Collection entries:

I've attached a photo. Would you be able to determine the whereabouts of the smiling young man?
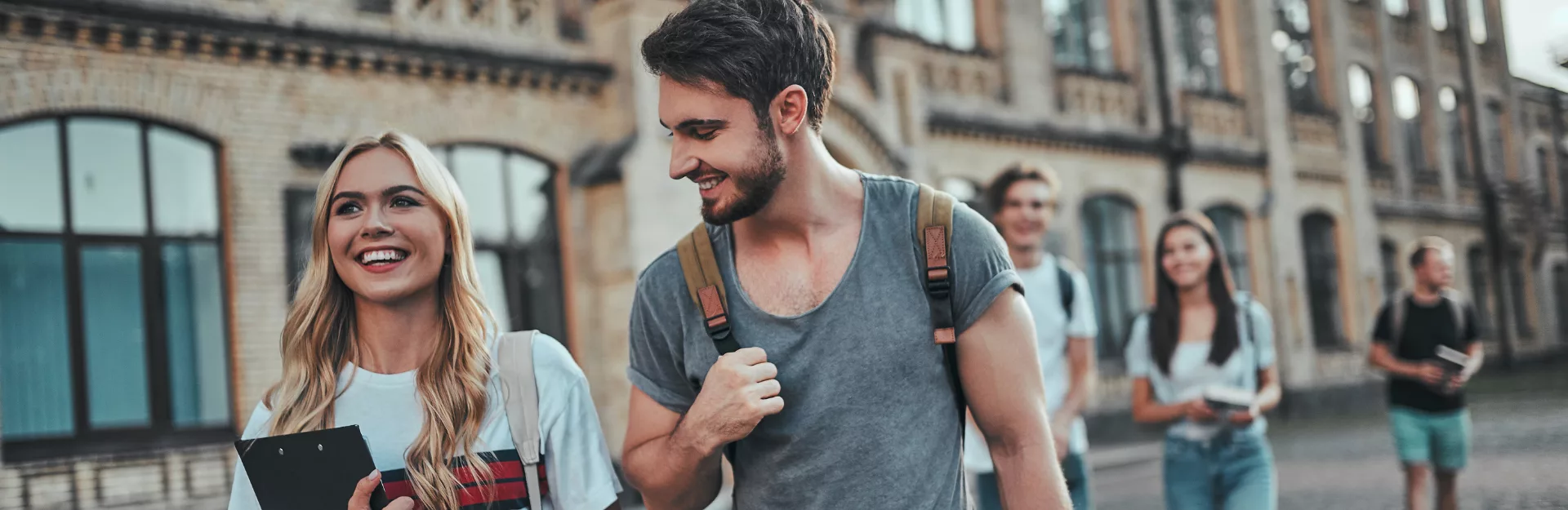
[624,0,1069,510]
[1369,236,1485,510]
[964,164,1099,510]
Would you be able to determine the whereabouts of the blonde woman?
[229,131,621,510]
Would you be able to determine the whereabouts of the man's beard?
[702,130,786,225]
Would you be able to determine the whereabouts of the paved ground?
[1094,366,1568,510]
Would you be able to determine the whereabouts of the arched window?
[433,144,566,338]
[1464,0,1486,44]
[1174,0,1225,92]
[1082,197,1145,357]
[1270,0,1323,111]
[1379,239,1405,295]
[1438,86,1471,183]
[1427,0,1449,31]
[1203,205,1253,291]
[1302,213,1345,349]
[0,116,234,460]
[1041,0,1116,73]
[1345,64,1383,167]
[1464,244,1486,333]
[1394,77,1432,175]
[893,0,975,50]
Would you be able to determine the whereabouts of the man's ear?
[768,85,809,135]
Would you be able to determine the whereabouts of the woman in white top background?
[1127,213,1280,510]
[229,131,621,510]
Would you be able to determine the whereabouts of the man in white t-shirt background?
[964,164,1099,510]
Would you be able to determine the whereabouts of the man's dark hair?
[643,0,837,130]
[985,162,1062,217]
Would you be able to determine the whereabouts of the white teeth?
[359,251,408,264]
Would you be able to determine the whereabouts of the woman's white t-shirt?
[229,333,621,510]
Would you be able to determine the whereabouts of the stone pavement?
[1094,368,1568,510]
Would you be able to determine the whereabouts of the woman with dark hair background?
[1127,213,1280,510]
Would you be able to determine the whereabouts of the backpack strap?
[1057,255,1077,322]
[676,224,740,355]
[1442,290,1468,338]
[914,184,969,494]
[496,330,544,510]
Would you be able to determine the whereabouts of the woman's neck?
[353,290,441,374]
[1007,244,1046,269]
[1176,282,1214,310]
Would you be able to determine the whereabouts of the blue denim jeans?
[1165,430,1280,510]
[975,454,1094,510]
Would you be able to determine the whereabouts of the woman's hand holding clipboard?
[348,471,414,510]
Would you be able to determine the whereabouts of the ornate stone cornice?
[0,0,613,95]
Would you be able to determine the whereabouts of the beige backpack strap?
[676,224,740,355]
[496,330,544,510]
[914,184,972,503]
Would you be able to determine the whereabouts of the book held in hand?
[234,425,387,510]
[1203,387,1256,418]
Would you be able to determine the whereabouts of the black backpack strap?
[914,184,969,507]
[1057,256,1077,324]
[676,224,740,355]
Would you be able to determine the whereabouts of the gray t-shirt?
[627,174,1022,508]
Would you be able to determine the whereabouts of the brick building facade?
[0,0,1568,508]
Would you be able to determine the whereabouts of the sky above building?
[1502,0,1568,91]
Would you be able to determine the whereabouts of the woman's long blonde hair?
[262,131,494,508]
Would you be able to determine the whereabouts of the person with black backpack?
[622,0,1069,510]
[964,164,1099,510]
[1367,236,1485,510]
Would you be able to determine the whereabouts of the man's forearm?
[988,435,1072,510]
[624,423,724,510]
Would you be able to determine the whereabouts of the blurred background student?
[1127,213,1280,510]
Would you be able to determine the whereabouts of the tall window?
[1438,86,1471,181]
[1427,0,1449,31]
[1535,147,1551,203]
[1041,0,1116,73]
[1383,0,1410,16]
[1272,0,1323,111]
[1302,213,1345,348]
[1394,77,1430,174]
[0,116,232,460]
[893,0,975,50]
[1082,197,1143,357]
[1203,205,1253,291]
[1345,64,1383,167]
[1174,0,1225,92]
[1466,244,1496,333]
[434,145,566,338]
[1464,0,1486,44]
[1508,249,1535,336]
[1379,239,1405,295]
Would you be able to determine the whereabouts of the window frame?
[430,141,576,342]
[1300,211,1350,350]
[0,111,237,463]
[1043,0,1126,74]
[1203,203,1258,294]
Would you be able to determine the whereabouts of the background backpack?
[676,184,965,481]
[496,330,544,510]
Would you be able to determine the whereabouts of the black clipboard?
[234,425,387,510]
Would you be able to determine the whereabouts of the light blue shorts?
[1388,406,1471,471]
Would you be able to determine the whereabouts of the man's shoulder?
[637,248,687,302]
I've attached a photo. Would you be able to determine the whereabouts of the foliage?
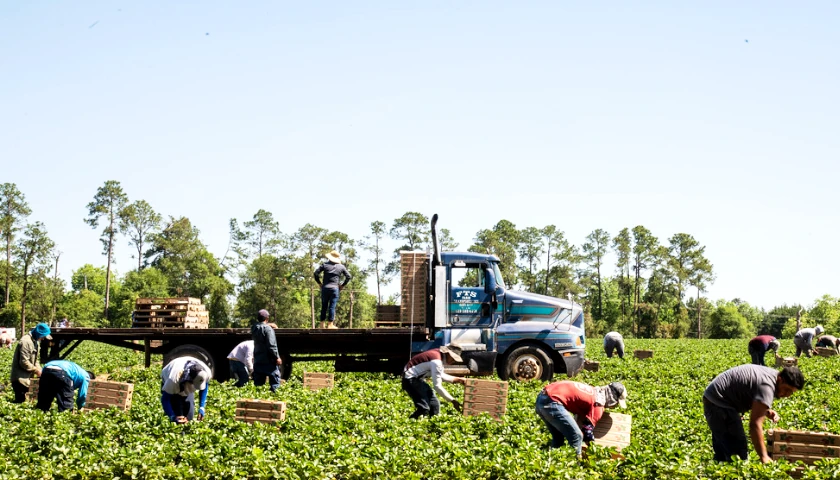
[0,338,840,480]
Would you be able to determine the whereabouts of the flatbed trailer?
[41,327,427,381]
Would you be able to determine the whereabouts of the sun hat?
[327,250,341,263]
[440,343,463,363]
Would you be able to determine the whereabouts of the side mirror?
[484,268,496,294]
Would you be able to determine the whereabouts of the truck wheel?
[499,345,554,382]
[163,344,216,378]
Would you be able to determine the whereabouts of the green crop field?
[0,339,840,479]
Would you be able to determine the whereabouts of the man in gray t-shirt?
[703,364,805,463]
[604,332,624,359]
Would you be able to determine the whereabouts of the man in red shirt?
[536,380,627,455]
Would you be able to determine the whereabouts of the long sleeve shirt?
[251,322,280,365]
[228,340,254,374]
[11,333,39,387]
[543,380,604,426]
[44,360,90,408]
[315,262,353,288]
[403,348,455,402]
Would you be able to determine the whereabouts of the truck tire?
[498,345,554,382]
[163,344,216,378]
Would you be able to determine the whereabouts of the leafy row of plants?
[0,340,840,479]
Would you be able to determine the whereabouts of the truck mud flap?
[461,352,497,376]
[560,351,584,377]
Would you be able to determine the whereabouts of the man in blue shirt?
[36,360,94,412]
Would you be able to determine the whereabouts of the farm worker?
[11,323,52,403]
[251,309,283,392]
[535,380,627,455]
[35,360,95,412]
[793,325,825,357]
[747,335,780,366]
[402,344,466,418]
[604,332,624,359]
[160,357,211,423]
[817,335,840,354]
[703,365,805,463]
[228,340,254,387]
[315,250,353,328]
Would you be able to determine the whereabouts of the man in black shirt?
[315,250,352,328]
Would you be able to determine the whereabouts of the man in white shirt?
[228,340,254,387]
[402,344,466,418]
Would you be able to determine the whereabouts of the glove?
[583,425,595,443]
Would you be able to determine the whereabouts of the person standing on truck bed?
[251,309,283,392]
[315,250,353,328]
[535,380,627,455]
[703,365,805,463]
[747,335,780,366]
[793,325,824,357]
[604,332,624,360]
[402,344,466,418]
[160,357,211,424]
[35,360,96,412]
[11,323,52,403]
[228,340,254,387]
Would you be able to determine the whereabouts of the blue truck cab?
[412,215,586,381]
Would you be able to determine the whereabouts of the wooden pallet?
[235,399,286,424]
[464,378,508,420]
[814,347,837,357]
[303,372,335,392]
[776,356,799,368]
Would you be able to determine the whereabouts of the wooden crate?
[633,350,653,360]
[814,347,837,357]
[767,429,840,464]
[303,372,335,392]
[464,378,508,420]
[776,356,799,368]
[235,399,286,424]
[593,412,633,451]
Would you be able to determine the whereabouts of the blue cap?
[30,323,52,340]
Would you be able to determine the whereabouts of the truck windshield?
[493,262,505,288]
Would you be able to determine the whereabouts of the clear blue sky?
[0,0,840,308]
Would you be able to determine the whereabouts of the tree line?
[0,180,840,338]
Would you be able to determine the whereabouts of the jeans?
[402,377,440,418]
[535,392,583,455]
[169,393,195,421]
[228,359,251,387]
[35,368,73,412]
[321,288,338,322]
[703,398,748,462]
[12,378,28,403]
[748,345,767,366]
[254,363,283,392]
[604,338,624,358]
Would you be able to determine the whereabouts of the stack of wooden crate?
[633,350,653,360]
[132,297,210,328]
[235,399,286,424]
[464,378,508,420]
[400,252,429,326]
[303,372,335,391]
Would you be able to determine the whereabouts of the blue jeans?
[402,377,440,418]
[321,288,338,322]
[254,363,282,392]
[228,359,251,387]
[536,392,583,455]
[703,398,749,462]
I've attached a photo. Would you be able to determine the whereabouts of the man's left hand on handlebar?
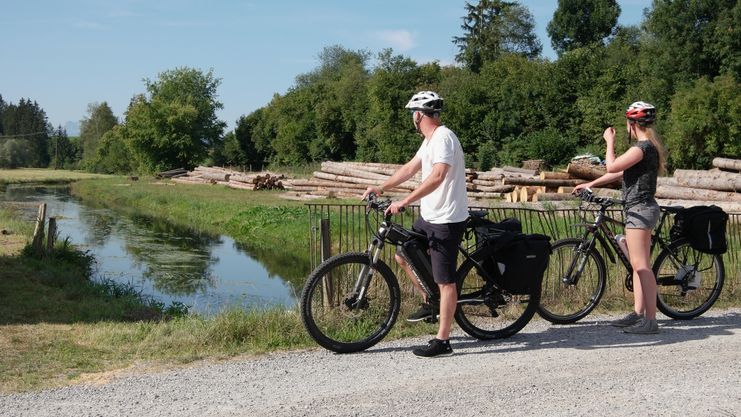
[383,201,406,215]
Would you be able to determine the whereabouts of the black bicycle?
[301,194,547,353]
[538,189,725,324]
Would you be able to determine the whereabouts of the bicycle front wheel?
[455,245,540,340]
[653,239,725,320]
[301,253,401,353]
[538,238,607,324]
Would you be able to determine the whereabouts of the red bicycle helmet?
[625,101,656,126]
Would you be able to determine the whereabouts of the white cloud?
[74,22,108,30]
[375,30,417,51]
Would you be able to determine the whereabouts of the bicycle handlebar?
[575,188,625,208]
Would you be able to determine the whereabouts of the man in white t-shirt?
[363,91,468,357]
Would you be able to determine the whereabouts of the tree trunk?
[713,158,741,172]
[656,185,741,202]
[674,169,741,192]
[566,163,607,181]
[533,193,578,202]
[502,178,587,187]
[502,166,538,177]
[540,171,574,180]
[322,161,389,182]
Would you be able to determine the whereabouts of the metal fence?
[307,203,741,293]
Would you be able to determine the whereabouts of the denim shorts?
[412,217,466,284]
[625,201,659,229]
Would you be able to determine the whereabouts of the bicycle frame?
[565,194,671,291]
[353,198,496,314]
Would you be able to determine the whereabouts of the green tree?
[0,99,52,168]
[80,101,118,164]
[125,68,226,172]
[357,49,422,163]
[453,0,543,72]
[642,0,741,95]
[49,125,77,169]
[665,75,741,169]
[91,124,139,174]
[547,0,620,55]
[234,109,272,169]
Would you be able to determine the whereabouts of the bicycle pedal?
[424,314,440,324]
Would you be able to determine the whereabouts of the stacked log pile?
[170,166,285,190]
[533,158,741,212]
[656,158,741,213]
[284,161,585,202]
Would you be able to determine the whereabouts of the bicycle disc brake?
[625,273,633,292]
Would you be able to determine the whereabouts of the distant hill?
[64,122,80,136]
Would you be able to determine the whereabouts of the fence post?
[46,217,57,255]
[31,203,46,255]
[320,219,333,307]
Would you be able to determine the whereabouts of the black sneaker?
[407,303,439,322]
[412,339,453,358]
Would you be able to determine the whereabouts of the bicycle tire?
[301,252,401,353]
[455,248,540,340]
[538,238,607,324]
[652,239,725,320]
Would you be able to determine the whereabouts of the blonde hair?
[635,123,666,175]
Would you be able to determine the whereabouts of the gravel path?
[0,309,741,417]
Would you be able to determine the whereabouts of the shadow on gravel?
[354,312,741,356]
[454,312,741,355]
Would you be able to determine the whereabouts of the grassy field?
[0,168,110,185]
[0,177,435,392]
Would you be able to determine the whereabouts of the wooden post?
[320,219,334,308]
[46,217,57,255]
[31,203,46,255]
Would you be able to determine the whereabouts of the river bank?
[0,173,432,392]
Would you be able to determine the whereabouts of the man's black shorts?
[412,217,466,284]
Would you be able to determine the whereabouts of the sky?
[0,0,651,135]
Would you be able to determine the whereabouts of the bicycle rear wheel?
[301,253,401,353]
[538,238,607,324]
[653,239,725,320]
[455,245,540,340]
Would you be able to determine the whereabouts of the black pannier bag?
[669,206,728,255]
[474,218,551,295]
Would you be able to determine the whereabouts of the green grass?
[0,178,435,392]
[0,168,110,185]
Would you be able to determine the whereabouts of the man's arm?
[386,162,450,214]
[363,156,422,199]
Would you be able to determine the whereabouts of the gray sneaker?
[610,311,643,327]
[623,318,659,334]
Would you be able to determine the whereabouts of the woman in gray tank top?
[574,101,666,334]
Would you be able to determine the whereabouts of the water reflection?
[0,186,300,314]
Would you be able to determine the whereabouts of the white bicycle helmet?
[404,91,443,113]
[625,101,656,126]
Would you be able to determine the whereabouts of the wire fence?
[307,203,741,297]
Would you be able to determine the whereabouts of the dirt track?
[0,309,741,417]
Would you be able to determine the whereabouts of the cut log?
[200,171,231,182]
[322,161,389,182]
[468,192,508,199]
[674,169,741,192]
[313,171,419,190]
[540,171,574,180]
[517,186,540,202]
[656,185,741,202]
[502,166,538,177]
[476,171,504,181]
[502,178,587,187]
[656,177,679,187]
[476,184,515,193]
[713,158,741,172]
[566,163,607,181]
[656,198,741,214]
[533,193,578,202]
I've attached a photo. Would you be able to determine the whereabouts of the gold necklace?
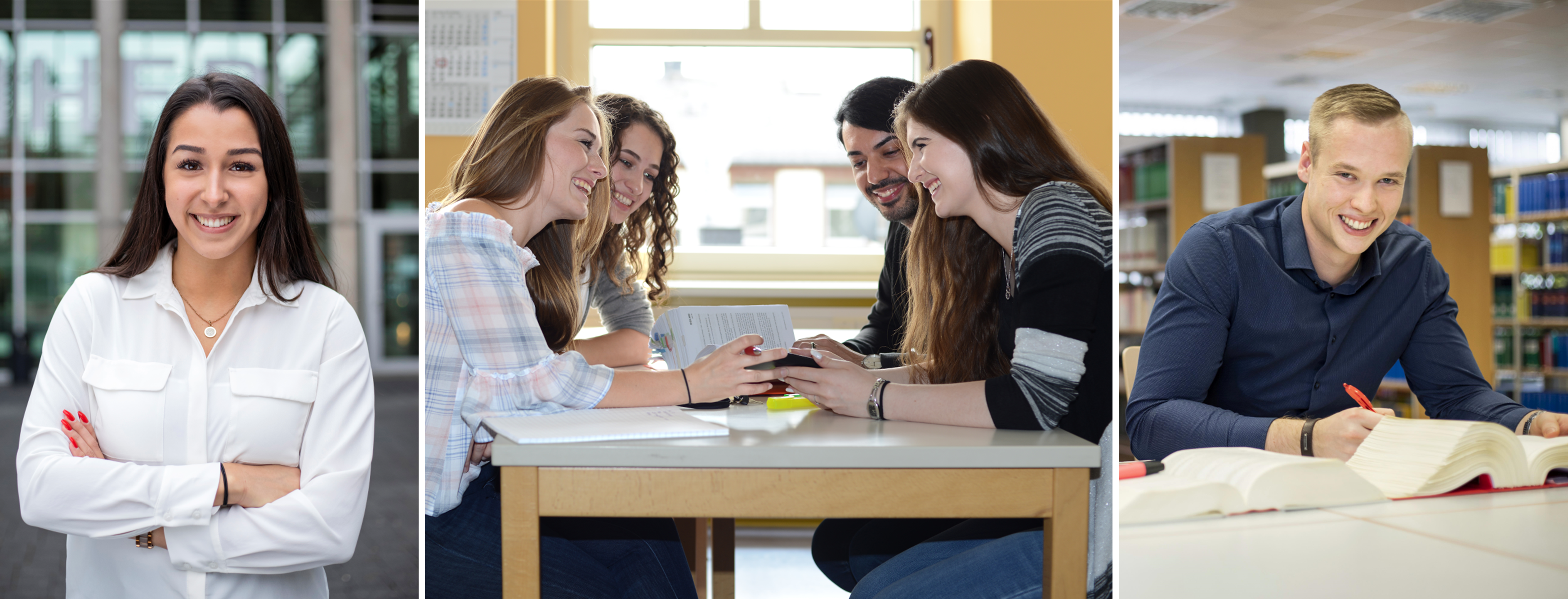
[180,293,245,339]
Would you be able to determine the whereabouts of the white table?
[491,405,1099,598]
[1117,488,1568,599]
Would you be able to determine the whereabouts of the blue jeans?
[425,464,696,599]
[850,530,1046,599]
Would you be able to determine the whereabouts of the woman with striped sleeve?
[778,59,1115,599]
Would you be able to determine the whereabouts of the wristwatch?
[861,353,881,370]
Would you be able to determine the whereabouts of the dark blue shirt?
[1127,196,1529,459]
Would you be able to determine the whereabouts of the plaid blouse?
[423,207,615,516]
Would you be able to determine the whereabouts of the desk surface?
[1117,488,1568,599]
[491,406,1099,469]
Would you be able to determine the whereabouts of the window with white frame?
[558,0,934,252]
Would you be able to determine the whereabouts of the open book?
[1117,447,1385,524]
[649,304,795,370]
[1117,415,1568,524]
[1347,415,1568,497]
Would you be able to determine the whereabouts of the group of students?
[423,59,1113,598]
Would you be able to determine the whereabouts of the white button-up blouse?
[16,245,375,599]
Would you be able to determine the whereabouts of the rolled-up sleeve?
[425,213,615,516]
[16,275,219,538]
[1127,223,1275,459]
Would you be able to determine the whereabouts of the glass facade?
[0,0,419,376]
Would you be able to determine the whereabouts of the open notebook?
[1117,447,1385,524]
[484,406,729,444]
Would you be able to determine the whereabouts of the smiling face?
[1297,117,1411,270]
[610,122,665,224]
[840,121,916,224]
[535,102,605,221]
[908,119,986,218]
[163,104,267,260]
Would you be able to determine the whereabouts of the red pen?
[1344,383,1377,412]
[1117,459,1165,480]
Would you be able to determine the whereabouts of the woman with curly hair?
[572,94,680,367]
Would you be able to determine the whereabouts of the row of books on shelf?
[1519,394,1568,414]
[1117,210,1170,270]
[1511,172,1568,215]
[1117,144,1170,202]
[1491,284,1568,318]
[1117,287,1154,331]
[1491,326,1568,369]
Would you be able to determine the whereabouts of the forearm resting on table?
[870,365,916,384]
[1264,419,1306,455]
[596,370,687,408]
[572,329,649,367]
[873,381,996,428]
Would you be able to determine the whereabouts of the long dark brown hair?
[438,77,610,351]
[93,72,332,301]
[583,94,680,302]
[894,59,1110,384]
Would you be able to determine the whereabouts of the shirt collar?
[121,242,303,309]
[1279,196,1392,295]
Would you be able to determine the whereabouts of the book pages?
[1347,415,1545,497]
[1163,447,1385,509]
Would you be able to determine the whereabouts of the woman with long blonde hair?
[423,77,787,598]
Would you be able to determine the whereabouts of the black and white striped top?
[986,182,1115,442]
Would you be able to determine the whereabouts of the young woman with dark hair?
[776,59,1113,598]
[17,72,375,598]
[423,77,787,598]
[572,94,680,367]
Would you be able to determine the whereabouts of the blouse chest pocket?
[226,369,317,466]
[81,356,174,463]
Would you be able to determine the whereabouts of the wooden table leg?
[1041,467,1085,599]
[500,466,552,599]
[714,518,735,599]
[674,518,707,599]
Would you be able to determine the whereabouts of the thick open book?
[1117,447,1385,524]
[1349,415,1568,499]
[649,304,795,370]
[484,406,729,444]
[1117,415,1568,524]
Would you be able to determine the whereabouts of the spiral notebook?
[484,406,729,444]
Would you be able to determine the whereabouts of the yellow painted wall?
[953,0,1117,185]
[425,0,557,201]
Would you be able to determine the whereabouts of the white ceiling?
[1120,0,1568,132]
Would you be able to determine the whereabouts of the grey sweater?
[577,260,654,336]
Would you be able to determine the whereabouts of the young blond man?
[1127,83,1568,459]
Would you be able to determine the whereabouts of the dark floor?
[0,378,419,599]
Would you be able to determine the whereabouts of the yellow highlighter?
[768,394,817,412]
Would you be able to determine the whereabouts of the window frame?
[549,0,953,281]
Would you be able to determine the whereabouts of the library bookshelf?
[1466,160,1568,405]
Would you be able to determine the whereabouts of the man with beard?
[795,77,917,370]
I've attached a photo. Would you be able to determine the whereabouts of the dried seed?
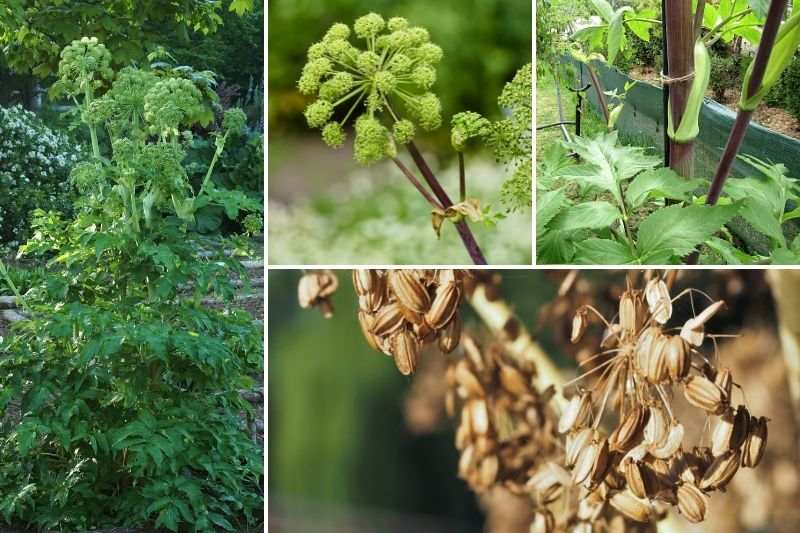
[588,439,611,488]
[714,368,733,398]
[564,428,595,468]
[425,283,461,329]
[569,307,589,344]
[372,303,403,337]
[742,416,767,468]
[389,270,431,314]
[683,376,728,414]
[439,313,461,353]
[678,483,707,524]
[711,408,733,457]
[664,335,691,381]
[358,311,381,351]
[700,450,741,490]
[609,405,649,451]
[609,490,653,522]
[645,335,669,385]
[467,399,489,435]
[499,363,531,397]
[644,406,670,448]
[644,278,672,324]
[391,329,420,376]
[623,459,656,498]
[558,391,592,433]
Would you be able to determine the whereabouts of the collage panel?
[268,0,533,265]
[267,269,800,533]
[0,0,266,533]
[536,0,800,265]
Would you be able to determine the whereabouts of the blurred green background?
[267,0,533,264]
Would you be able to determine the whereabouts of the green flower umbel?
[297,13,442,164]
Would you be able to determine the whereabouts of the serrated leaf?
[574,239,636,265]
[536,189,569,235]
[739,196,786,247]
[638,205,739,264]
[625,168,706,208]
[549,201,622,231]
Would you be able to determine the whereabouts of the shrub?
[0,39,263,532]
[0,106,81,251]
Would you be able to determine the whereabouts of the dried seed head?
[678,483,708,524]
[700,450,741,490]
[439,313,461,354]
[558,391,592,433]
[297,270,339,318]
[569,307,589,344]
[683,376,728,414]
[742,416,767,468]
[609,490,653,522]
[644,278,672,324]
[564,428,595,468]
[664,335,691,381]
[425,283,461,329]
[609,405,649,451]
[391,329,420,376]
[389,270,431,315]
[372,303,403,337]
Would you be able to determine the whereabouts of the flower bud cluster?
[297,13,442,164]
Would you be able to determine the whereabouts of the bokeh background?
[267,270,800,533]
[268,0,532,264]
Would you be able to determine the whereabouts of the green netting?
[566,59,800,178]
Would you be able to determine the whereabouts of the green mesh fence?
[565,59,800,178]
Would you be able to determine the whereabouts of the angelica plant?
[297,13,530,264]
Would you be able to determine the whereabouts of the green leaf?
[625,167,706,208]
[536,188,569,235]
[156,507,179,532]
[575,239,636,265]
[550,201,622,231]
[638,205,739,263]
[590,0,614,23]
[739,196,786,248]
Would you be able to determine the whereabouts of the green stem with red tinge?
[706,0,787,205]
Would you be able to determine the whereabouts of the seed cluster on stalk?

EXERCISE INSTRUCTIONS
Recast the items starting with the line containing "Would you be able to determine the whereabouts of the desk" and going on through the line containing "[873,381,996,428]" as a Markdown table with the columns Row and Text. Give each line its own numbered row and leave out any blank lines.

ANSWER FOR THE TASK
| Row | Text |
|---|---|
| 1 | Would you be able to determine the whereabouts of the desk surface? |
| 2 | [1117,488,1568,599] |
| 3 | [491,406,1099,469] |
| 4 | Would you be able to determine the whereabouts of the window with white frame? |
| 5 | [558,0,934,252] |
| 6 | Would you be able to determine the whereabouts of the open book? |
| 7 | [1117,447,1385,524] |
| 8 | [649,304,795,370] |
| 9 | [1117,415,1568,524] |
| 10 | [1347,415,1568,497] |
| 11 | Would you be able to determine the whereabouts of the group of students? |
| 12 | [423,59,1113,598] |
| 13 | Would you be able to determine the whereabouts of the white button-up blouse? |
| 14 | [16,245,375,599] |
| 15 | Would you be able to determine the whereabouts of the rolled-up sleeve? |
| 16 | [425,213,615,516] |
| 17 | [16,275,219,538] |
| 18 | [1127,223,1275,459] |
| 19 | Would you be able to determine the whereabouts of the glass facade? |
| 20 | [0,0,419,376] |
| 21 | Would you be able to determine the whereabouts of the open notebook? |
| 22 | [1117,447,1385,524] |
| 23 | [484,406,729,444] |
| 24 | Would you be able to determine the whereabouts of the smiling face? |
| 25 | [1297,117,1411,270] |
| 26 | [610,122,665,224] |
| 27 | [840,121,916,224] |
| 28 | [535,102,605,221] |
| 29 | [908,119,986,218] |
| 30 | [163,104,267,260] |
| 31 | Would you be able to determine the whereabouts of the red pen? |
| 32 | [1344,383,1377,412] |
| 33 | [1117,459,1165,480] |
| 34 | Would you be able to determine the whereabouts of the woman with curly hair? |
| 35 | [572,94,680,367] |
| 36 | Would you be able to determine the whereabouts of the row of books on shelf? |
| 37 | [1519,394,1568,414] |
| 38 | [1117,210,1170,270] |
| 39 | [1511,172,1568,215] |
| 40 | [1117,144,1170,202] |
| 41 | [1491,284,1568,318] |
| 42 | [1117,287,1154,331] |
| 43 | [1491,326,1568,369] |
| 44 | Would you be able to determine the whereabouts of the forearm resting on table? |
| 45 | [870,365,916,384] |
| 46 | [1264,419,1306,455] |
| 47 | [596,370,687,408] |
| 48 | [572,329,649,367] |
| 49 | [873,381,996,428] |